*** Dataset excerpts Section Begins ***
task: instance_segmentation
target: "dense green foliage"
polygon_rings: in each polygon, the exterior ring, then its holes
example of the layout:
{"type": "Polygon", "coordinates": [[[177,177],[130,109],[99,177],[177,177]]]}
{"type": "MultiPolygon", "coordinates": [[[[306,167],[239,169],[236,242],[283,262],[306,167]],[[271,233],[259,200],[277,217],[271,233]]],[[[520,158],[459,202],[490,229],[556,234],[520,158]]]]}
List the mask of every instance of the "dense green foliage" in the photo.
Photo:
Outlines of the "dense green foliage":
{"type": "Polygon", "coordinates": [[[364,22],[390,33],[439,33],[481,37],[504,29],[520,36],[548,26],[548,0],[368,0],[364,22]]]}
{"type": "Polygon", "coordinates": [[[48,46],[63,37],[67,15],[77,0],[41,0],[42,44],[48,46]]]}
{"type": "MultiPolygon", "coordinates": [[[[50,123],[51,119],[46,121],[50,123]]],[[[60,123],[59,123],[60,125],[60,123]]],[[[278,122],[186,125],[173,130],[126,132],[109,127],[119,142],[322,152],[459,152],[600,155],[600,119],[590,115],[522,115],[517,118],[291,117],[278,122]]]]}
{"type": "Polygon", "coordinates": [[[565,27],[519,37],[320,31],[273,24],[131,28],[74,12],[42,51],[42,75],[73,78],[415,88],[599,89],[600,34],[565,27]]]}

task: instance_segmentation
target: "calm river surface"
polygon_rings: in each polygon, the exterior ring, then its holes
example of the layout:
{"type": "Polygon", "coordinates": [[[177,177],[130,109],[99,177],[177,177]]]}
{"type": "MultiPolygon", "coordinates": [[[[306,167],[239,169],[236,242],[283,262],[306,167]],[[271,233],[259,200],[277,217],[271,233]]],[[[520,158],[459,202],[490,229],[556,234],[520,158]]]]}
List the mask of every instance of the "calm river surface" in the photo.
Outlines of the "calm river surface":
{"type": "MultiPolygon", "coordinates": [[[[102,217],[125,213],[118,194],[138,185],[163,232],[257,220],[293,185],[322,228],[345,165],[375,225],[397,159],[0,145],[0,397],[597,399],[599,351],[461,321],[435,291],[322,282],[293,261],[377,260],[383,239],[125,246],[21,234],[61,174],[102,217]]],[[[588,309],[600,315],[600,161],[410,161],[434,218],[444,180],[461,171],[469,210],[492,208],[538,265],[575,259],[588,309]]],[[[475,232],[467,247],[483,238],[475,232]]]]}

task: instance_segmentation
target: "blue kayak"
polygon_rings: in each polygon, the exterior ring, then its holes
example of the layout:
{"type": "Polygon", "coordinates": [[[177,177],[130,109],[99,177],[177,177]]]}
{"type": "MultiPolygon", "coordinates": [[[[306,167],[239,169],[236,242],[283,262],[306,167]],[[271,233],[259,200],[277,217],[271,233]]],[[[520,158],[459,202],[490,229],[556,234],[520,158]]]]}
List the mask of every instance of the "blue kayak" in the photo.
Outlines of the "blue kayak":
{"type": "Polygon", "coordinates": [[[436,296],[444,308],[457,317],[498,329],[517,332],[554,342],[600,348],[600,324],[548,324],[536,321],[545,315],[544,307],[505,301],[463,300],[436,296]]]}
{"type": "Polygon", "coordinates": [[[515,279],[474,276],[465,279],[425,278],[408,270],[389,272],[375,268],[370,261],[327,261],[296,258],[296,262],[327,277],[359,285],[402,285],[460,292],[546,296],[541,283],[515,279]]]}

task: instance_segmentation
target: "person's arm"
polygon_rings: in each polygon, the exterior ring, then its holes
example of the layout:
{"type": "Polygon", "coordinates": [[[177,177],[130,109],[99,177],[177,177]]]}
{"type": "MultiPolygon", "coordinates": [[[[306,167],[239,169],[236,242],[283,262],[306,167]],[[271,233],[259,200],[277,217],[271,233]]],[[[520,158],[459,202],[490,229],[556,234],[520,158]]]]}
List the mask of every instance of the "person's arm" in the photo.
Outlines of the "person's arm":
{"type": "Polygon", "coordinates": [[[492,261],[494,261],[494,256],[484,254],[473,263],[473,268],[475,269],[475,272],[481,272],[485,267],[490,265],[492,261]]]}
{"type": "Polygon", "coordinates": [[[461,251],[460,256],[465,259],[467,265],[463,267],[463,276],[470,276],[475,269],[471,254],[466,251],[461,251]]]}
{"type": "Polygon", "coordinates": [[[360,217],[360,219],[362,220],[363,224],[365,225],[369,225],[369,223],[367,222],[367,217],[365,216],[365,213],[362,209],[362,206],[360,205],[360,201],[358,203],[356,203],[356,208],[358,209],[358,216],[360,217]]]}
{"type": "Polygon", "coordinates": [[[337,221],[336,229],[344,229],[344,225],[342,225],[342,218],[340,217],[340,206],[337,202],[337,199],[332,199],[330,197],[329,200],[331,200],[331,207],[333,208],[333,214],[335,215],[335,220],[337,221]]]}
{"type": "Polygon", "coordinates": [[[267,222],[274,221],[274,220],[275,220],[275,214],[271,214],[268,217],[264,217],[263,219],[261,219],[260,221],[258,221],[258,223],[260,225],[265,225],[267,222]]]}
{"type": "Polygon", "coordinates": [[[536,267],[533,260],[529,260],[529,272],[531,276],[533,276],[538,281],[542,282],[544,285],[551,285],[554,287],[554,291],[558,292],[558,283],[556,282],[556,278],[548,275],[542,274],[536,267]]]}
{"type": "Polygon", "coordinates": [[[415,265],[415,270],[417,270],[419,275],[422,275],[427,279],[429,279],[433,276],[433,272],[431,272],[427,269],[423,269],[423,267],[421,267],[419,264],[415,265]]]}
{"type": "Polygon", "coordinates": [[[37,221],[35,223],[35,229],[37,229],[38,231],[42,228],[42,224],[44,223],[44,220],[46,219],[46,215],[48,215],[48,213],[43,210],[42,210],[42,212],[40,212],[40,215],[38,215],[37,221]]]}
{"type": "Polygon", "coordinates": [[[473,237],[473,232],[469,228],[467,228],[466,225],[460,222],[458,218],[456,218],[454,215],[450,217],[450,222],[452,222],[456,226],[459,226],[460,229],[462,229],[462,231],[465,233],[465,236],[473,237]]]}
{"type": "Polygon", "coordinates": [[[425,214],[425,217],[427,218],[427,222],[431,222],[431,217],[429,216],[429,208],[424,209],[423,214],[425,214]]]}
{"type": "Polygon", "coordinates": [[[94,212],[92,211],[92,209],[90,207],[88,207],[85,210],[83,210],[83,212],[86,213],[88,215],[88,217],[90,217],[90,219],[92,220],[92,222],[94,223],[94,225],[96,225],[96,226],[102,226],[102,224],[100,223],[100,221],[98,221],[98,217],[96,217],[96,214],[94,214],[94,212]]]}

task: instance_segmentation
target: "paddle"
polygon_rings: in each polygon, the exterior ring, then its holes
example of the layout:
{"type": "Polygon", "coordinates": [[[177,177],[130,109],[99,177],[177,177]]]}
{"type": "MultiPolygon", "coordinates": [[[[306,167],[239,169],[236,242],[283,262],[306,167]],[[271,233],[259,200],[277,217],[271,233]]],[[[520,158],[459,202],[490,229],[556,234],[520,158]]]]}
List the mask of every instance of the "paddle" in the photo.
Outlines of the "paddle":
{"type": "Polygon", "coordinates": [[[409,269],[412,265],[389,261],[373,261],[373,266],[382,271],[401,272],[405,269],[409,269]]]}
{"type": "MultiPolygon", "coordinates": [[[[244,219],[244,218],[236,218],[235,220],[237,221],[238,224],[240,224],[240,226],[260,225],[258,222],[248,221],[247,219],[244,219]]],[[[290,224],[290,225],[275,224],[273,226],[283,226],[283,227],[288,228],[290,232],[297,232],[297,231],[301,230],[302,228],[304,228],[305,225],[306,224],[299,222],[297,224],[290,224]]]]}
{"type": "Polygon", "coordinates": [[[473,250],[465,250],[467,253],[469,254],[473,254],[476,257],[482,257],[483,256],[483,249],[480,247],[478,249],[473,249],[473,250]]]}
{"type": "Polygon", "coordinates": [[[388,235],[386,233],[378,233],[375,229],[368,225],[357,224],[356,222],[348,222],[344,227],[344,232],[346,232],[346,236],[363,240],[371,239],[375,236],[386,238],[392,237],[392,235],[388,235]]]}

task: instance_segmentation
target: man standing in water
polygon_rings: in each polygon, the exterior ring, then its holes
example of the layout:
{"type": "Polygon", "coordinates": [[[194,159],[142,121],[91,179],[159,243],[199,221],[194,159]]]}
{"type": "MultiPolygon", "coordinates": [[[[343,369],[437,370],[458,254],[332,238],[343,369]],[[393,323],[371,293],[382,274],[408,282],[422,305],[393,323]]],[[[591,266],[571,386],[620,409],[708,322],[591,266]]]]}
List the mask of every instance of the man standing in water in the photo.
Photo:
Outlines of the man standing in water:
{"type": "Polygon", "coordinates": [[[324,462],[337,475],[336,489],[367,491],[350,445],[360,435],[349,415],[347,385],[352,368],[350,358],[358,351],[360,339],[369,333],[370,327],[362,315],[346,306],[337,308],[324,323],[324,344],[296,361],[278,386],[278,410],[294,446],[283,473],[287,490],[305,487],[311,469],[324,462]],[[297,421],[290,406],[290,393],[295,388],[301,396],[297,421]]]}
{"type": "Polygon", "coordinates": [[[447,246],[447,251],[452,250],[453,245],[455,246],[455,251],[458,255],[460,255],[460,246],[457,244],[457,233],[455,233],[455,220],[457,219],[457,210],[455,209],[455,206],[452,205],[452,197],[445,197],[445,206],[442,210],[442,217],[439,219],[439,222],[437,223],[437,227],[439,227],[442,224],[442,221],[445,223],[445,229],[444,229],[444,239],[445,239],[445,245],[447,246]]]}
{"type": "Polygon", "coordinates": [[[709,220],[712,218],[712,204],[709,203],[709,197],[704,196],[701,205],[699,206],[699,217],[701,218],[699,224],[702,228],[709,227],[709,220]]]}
*** Dataset excerpts Section Ends ***
*** Dataset excerpts Section Begins ***
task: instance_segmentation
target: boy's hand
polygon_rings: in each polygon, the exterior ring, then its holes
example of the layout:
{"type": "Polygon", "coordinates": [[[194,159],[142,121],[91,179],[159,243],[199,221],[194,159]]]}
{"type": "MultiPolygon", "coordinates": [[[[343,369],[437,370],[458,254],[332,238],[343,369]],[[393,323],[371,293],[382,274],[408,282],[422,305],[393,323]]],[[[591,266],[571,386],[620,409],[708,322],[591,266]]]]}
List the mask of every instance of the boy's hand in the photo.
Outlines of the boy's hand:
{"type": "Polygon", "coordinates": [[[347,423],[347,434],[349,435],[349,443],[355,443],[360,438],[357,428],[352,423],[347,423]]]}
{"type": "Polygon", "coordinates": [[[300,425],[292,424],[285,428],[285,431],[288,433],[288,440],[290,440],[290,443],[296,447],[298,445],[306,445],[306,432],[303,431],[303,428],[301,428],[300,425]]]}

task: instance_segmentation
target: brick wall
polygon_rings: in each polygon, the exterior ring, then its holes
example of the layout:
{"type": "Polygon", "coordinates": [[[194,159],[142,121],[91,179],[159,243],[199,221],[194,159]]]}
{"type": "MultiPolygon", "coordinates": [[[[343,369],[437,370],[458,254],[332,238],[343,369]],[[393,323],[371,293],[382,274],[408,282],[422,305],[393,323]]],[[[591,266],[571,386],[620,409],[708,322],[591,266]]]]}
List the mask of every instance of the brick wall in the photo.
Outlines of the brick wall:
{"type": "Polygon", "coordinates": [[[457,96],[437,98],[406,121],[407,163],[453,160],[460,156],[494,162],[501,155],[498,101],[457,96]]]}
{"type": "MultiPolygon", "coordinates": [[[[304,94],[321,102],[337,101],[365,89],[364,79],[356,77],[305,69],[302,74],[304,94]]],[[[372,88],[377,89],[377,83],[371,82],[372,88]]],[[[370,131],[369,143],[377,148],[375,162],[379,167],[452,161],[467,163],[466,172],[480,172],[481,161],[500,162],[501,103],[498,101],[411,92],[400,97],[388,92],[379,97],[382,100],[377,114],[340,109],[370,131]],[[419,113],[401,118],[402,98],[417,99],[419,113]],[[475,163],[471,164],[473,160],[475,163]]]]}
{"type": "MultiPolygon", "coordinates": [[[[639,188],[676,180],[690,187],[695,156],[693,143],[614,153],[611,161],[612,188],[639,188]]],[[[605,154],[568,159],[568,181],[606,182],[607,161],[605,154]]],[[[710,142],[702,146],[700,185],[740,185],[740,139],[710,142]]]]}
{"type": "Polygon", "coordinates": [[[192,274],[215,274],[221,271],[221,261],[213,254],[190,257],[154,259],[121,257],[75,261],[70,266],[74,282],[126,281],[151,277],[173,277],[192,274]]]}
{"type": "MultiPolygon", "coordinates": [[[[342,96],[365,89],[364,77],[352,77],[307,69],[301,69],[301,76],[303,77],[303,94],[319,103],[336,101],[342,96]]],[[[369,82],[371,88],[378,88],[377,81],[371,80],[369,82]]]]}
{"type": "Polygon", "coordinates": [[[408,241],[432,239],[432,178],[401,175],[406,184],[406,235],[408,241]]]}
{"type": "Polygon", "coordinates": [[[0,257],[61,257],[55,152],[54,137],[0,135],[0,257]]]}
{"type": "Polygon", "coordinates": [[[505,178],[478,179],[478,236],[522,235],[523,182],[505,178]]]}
*** Dataset excerpts Section Ends ***
*** Dataset excerpts Section Begins ***
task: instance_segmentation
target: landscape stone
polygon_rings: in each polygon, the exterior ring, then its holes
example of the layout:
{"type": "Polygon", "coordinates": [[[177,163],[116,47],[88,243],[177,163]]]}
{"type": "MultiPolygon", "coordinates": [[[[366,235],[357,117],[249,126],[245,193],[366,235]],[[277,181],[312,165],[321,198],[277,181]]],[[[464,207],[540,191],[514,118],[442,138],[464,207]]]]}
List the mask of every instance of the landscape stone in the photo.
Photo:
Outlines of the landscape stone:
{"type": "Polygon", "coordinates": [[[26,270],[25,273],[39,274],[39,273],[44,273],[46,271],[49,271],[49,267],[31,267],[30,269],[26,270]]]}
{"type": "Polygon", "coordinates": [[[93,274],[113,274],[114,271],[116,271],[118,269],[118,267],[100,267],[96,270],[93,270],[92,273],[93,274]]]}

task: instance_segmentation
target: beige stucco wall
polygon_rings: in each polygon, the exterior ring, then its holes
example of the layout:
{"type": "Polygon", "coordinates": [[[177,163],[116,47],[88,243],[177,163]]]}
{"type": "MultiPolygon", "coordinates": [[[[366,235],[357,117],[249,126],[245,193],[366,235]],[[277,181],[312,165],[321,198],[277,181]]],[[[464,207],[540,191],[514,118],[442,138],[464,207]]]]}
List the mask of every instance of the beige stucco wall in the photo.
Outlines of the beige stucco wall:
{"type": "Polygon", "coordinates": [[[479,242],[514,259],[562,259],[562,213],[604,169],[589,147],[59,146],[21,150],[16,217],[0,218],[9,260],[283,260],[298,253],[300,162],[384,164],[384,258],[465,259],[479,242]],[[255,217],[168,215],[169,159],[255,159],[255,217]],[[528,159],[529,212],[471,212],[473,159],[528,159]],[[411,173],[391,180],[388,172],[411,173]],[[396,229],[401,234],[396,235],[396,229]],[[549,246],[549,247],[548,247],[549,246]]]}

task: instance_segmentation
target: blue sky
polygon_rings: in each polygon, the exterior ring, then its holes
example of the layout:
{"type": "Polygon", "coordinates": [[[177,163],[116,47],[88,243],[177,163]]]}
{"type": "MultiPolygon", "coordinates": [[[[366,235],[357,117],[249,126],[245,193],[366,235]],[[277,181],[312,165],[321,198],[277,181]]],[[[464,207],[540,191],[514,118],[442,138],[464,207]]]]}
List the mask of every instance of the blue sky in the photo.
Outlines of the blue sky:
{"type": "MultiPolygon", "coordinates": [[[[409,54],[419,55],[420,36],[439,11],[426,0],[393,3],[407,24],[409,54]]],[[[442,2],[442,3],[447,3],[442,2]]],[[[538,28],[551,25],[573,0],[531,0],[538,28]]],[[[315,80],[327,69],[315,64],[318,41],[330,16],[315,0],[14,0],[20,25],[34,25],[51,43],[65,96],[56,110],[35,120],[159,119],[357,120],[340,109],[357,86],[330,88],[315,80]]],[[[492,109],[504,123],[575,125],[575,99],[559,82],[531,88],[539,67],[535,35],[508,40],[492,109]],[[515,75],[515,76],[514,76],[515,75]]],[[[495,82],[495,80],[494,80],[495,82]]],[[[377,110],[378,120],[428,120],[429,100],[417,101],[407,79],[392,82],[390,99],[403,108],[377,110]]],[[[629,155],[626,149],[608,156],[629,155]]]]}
*** Dataset excerpts Section Ends ***
### Problem to solve
Filter the entries down to the lines with the word "mask" in them.

### Exercise solution
List the mask of every instance of the "dense green foliage" in the photo.
List the mask of every instance of the "calm river surface" in the photo.
List the mask of every instance of the "blue kayak" in the photo.
List the mask of every instance of the "person's arm" in the photo.
List the mask of every instance of the "paddle" in the photo.
List the mask of every instance of the man standing in water in the photo.
List the mask of every instance of the boy's hand in the photo.
List the mask of every instance of the brick wall in the photo.
List the mask of every instance of the landscape stone in the photo.
List the mask of every instance of the beige stucco wall in the photo.
List the mask of every instance of the blue sky in the photo.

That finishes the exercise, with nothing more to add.